**CONSIGNE**
Recopiez à l'identique les lignes des entrées ci-dessous, de celle qui contient « Q: Tag each instance of the pink » jusqu'à la dernière ligne des entrées incluse.
########
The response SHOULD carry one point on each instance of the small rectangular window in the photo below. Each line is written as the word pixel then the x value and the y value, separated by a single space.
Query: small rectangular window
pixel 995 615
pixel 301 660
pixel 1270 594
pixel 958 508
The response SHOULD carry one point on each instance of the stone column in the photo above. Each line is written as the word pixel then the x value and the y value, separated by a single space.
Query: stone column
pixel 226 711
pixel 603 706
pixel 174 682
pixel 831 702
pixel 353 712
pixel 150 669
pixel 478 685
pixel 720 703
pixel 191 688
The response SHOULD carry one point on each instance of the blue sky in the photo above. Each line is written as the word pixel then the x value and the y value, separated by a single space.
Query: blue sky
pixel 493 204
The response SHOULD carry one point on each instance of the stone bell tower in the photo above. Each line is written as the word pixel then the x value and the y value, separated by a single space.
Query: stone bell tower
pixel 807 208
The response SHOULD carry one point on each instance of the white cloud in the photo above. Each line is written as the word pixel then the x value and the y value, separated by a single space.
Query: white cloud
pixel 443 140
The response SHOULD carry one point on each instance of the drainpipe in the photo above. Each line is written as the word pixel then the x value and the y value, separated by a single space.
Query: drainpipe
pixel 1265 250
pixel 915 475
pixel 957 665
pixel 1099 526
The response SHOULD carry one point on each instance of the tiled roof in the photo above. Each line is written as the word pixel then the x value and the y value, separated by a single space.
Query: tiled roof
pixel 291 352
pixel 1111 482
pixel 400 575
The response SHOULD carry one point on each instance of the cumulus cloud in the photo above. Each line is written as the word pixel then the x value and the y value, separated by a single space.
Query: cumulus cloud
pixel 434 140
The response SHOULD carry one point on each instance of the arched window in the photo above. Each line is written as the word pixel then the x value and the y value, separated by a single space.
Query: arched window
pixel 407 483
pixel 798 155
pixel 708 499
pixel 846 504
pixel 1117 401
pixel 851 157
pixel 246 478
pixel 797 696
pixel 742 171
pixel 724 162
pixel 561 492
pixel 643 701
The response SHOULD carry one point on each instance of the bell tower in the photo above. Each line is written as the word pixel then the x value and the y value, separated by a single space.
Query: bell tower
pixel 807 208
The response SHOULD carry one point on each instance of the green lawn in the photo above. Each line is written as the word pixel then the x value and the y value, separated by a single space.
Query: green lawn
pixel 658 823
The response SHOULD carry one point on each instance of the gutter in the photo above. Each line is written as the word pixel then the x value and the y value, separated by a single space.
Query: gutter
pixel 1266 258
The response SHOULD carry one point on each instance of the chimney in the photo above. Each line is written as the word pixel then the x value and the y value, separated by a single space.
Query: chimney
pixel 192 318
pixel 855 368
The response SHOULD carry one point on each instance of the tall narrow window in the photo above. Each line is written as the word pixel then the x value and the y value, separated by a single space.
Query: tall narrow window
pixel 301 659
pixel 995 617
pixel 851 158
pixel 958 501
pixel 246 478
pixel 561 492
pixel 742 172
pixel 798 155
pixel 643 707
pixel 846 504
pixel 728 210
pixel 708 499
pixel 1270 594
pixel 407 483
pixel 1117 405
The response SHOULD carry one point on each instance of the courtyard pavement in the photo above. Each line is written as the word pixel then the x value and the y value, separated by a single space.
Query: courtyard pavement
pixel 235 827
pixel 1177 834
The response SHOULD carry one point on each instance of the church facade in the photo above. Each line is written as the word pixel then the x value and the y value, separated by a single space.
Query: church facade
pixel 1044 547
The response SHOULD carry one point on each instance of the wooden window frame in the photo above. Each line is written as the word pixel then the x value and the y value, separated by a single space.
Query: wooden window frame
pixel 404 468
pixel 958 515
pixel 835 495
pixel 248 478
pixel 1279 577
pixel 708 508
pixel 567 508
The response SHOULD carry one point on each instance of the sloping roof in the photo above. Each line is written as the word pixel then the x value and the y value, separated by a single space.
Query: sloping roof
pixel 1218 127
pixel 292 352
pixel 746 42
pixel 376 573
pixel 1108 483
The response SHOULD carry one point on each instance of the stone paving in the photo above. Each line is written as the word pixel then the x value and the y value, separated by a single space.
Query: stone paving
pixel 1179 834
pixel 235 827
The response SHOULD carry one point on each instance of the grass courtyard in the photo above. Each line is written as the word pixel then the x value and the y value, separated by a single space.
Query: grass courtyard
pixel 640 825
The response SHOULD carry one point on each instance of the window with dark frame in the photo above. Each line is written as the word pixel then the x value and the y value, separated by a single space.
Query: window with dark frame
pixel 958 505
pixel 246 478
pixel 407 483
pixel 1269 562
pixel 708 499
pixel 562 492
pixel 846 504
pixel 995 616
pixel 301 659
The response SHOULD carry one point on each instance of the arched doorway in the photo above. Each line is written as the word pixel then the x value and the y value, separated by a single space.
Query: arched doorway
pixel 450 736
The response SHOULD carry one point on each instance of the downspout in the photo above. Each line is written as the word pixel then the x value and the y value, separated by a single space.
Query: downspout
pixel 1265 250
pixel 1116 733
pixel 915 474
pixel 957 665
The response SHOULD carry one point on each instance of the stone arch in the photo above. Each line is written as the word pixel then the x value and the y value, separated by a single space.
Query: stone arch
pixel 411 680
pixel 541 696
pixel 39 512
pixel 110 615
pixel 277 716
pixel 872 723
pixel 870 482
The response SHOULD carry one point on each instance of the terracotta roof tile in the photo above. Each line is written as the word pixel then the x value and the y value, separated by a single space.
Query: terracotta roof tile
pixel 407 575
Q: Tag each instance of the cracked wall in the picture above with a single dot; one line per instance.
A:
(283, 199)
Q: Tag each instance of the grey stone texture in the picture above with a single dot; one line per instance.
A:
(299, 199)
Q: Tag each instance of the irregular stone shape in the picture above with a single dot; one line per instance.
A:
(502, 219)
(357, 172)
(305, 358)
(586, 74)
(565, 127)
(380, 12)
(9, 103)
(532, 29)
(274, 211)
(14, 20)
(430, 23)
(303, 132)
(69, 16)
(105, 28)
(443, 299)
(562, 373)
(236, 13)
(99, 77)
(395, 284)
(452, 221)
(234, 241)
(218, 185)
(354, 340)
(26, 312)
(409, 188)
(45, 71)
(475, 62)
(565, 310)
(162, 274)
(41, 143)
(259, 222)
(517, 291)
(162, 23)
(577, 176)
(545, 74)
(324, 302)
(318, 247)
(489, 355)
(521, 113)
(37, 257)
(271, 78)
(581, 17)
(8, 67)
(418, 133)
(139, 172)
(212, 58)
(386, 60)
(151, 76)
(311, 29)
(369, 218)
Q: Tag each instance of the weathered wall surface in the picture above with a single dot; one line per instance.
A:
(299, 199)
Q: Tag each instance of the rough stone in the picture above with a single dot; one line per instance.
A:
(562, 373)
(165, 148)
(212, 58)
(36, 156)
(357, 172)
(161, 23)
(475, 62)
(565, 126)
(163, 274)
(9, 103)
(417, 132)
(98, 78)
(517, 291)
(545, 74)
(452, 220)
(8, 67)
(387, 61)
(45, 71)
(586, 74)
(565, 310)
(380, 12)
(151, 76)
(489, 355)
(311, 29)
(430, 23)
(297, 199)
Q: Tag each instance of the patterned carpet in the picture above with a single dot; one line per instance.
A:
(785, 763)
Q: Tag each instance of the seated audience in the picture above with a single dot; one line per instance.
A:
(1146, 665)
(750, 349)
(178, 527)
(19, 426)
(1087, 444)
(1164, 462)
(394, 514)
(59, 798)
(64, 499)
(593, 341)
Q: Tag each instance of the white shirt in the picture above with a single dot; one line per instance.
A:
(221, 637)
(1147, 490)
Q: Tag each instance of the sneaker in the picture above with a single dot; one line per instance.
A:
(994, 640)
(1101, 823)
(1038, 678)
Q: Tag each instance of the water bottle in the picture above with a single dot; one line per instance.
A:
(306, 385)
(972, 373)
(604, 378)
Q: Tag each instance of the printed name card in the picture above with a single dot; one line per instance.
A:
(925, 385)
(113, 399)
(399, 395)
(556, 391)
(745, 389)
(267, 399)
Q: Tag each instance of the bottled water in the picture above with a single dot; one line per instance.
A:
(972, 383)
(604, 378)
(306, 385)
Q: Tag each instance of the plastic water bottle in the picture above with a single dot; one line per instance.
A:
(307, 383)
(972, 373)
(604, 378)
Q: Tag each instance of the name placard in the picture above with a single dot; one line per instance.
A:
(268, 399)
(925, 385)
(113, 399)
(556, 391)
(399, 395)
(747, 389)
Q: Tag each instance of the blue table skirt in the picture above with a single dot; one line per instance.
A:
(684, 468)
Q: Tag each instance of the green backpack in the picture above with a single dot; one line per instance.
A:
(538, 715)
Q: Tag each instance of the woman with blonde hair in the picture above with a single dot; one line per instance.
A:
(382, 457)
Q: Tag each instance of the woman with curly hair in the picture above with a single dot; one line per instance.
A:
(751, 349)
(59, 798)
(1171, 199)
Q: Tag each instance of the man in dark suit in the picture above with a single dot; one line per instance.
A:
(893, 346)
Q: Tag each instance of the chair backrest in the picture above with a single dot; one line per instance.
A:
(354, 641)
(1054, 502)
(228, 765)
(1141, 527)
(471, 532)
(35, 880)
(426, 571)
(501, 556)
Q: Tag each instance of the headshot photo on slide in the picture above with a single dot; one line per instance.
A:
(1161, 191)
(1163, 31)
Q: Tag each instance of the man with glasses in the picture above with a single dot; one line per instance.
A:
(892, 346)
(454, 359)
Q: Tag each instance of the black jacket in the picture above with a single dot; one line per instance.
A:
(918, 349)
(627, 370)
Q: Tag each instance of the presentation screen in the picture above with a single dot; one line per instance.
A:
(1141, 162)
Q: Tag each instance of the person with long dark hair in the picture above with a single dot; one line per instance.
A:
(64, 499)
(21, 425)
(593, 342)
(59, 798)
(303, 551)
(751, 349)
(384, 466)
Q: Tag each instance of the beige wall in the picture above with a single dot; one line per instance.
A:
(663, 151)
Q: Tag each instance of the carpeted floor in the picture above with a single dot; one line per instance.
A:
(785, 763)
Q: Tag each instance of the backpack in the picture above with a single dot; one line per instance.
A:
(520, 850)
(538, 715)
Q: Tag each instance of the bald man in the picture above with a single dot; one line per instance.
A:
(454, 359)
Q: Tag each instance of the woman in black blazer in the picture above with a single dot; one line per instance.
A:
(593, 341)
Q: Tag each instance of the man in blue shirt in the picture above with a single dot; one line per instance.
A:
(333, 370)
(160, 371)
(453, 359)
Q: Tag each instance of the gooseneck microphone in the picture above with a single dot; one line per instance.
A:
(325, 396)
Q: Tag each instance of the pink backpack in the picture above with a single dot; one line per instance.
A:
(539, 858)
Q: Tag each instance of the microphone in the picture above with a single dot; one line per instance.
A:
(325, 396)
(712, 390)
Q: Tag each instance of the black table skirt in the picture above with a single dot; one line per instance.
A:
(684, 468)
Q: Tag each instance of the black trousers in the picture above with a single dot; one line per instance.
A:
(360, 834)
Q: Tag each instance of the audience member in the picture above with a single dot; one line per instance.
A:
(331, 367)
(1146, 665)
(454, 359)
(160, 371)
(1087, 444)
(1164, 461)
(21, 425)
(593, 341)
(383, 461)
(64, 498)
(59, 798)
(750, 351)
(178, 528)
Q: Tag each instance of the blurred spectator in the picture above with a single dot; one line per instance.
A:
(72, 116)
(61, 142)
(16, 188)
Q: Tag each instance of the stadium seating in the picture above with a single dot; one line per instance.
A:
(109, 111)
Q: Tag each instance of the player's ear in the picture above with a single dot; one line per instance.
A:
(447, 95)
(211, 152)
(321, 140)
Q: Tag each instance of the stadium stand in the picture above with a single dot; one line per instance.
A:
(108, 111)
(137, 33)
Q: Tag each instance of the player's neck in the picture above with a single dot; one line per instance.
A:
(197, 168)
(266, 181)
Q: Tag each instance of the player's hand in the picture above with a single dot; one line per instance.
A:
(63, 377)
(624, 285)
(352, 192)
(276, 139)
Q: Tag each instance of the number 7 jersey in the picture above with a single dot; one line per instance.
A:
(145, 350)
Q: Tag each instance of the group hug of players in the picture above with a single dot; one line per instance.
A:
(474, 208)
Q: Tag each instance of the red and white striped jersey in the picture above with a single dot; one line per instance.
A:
########
**RÉPONSE**
Q: Tag each instance of the pink backpack in the picture above with a single dot; one line per instance.
A:
(539, 858)
Q: Tag each instance of the microphone in the picture above with a single dot; one line per instance.
A:
(325, 396)
(712, 390)
Q: Tag each instance of the black table skirt in the picture above with a single dot; one line per instance.
A:
(684, 468)
Q: Tag each instance of the black trousers in the picture above with a single dot; one line per instance.
A:
(360, 834)
Q: Tag each instance of the audience member in the picture above with a single dot; one line per instance.
A:
(331, 367)
(1146, 665)
(454, 359)
(160, 371)
(1087, 444)
(1164, 461)
(21, 425)
(593, 341)
(383, 461)
(64, 498)
(59, 798)
(750, 351)
(178, 528)
Q: Tag each instance of the blurred spectator in the picture above with a single dot; one line per instance.
A:
(72, 116)
(61, 142)
(16, 188)
Q: Tag each instance of the stadium seating in the picture above with a single dot; one line per instance.
A:
(109, 111)
Q: Tag each instance of the player's ear in the picture above with a single dot; one line per instance.
A:
(447, 95)
(211, 152)
(321, 140)
Q: Tag each instance of the stadium stand in the picture above with a single dot; one line per instance.
A:
(108, 111)
(137, 33)
Q: Tag each instance of the player's neck in the picture above with a single dot; one line per instance.
A:
(197, 168)
(266, 181)
Q: Tag each instance of the player's hand in the picture above with a single dot; one line per instance.
A:
(63, 377)
(624, 285)
(352, 192)
(276, 139)
Q: Tag each instance of the number 7 jersey in the picture above with a single dot; one line per instance.
A:
(145, 350)
Q: Tag each instance of the group hug of players in the picture above with a single dot; one line per instance.
A:
(474, 208)
Q: Tag each instance of the red and white striped jersey in the picture above with a single dot; one line per instance.
A:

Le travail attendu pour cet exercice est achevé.